■ GOAL OF THE EXERCISE:
Every record that follows should be written out word for word; the pictures stay out.

■ PROVIDED DATA:
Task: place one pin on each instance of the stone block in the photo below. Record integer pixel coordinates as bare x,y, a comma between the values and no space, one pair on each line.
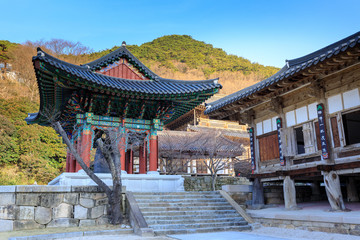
104,220
64,210
27,199
7,189
6,225
51,199
71,198
80,212
64,222
355,232
237,188
96,212
7,212
27,224
86,189
42,189
94,196
43,215
24,213
7,199
87,222
87,202
103,201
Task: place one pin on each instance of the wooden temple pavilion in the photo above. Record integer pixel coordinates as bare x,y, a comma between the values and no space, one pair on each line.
115,91
304,124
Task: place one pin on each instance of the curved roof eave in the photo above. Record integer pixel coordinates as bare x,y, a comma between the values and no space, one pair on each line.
292,66
159,86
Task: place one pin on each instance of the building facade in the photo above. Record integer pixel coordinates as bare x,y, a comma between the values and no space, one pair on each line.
304,124
115,92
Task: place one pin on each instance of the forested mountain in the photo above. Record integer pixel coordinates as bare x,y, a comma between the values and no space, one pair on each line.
30,153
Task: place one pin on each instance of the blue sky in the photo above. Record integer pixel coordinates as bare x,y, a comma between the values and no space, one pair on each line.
267,32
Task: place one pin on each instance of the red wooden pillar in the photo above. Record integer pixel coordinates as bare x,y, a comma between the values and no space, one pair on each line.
153,158
68,160
122,153
127,160
85,147
131,162
142,159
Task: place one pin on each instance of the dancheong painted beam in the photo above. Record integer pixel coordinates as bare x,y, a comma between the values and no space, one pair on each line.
114,91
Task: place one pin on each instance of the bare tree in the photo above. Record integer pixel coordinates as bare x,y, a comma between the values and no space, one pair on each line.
217,152
174,150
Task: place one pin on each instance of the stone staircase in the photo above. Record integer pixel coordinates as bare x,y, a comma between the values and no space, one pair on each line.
189,212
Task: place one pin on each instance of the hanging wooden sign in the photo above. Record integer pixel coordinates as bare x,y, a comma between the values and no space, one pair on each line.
252,149
279,126
322,130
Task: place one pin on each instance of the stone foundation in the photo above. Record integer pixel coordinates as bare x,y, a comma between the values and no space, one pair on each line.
203,183
35,207
343,228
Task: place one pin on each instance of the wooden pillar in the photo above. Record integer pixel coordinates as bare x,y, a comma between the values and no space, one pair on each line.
258,194
131,162
127,160
352,193
315,191
142,159
289,194
122,153
153,157
333,191
85,147
68,160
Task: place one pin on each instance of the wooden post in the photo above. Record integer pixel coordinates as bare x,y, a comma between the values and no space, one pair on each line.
85,146
131,162
352,193
153,157
122,153
315,191
68,160
333,191
258,194
289,194
142,159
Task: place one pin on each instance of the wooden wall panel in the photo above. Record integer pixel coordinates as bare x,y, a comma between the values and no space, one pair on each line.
269,147
335,132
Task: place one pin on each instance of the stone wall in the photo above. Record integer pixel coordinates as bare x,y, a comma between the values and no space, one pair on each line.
203,183
33,207
331,227
274,194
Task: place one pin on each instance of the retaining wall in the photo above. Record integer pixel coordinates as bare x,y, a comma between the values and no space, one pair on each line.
34,207
203,183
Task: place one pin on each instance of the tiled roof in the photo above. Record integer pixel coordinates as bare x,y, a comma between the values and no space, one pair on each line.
156,86
115,56
292,67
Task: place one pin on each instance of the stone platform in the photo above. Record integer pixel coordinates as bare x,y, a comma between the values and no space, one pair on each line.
314,216
151,182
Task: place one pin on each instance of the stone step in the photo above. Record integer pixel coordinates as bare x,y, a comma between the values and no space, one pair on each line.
197,225
161,197
202,230
177,213
181,204
185,208
194,220
188,200
190,217
175,193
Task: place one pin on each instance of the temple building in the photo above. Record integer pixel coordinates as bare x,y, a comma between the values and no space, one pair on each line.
195,121
118,92
304,125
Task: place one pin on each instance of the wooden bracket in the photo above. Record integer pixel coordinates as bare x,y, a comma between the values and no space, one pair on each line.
276,105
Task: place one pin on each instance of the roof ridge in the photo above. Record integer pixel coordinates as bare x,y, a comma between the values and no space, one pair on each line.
117,54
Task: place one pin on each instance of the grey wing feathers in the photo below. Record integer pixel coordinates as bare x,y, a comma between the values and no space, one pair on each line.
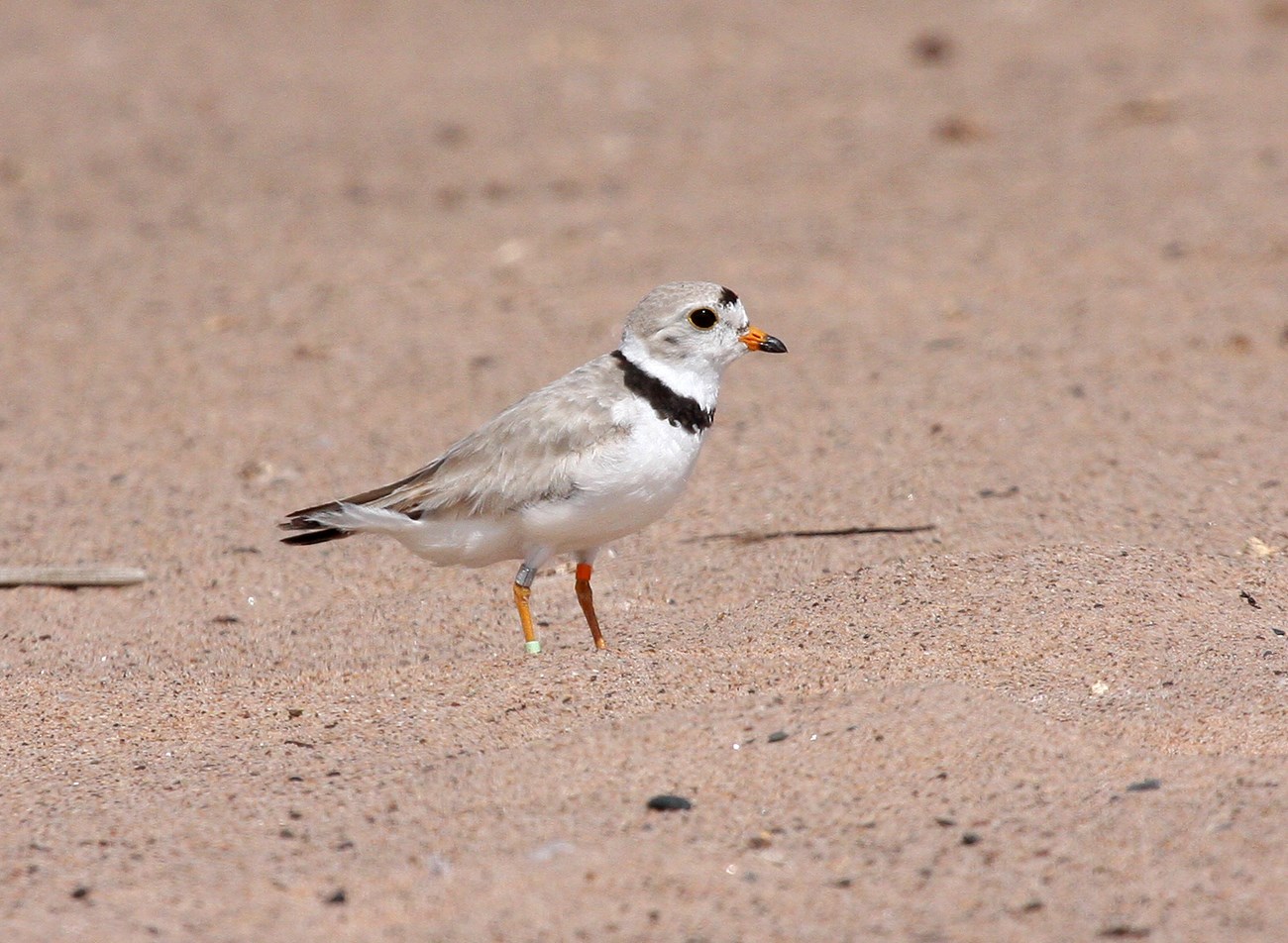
526,454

■ TASK RESPONSE:
Task: place one pin on each instance of the stone block in the photo below. Record integer pixel coordinates as bare x,y, a comma between the values and no space, one pair on each line.
104,220
64,210
27,199
7,189
6,225
51,199
71,198
80,212
64,222
355,232
237,188
96,212
7,212
27,224
86,189
42,189
94,196
43,215
24,213
7,199
87,222
87,202
103,201
Task: place one pin on each instance of the wooden temple pavilion in the photo above. Record integer pixel coordinates as bare x,y, a comma between the values and no space, one pair on each line.
115,91
304,124
Task: place one pin on each instance of the curved roof eave in the photo above. Record integer pixel coordinates as bare x,y, a comma between the values and no space, one pair on each line.
292,66
159,86
Task: place one pin on each instance of the building facade in the photo above. Record integer pixel coordinates as bare x,y, a comma between the values and no space, one pair on each line.
304,124
115,92
Task: place one pin on each instance of the forested mountain in the photo above. Record integer pixel coordinates as bare x,y, a comma between the values and no space, one pair on each line.
30,153
Task: place one pin on each instance of the blue sky in the photo above. Record integer pixel coordinates as bare x,y, a comma between the values and no space, one pair on each line.
267,32
Task: place one pin on each instance of the red wooden pillar in the photo above. Record integer pixel coordinates as bare x,y, a comma between the values and no space, one pair on each line.
153,158
68,160
122,153
127,160
85,147
131,162
142,159
Task: place one pin on each instance of the dancheong painted beam in the photo above. Record integer pixel coordinates as bare x,y, a comma between the values and no space, one pair on each line.
114,91
Task: place one pin on each instance of the bare tree in the photo above. Record integer pixel coordinates as bare x,y, a comma between the values and no space, one pair on each line.
217,152
174,150
Task: place one pin on each instance of the stone staircase in the photo above. Record integer pixel coordinates as bare x,y, a comma between the values and no space, one pair on each line.
189,212
Task: place one pin on each instance of the hanging wooden sign in the photo above. Record integer pixel coordinates as bare x,y, a comma between the values and no space, one pair on each line.
252,149
279,126
322,130
Task: place one pin on each instance of the stone foundation in the photo above. Record integer pixel coordinates as bare x,y, a comma between the values and no space, one pair on each line.
203,183
35,207
343,228
Task: place one pin on each instance of the wooden pillar in the photo above. Record integer pixel coordinates as bare x,y, a comma between the values and no space, one pair on each line.
258,194
131,162
127,160
352,193
315,191
142,159
289,194
122,153
153,157
333,191
85,147
68,160
Task: place one pin on each instance of the wooden post in the photo above. Record integer pixel coordinates as bare x,y, a comma between the values and no space, one pair on each line.
85,146
131,162
352,193
153,157
122,153
315,191
68,160
333,191
258,194
289,194
142,159
Task: place one pin on each instance of the wooden wall panel in the photo above. Record integer pixel coordinates as bare x,y, a comma between the values and no space, one pair on each line.
269,147
335,132
Task: place one pin on each instance of the stone wall in the photo above. Record integer pixel coordinates as bare x,y, a comma between the values and no space, one pair on each line.
203,183
33,207
331,227
274,194
Task: place one pin on each instance of the retaining wall in the photo above. Record integer pixel coordinates as bare x,y, a comma between the values and no space, one pair on each line.
34,207
203,183
Task: place one pin on each instance of the tiled roof in the photo above. Record integer pixel coordinates as bare x,y, a comma between the values and no space, one pair on each line.
156,86
115,56
292,67
Task: place one pin on each instance of the stone platform in the photo above. Record integer pixel coordinates as bare x,y, a comma between the values and no space, one pair on each line.
314,216
151,182
Task: place one pin on each instance of the stone step in the photo above. Record integer pixel coordinates as bare x,y, a comma between the values and no space, one pair on each line.
197,225
161,197
202,230
177,213
181,204
185,208
194,220
188,200
190,217
175,193
Task: place one pin on each instance of the temple building in the photo above. Record integer pixel coordinates as bare x,y, a comma between the values and no space, one pair on each line.
195,121
118,92
304,125
Task: place one pin on each instance of the wooden bracket in the photo above. Record integer pixel coordinates as bare x,y, a comma between the values and no space, one pair on each line.
276,105
Task: place one pin on each instance of the roof ridge in the photo above. Record integer pixel coordinates as bare x,y, a comma between the values and no space, one pair on each line.
117,54
Task: place one pin on each instance of the grey wing feathers in the photo below. Record integer pixel coordinates as bare x,y, a comma between the values and no space, one pair on each line.
526,454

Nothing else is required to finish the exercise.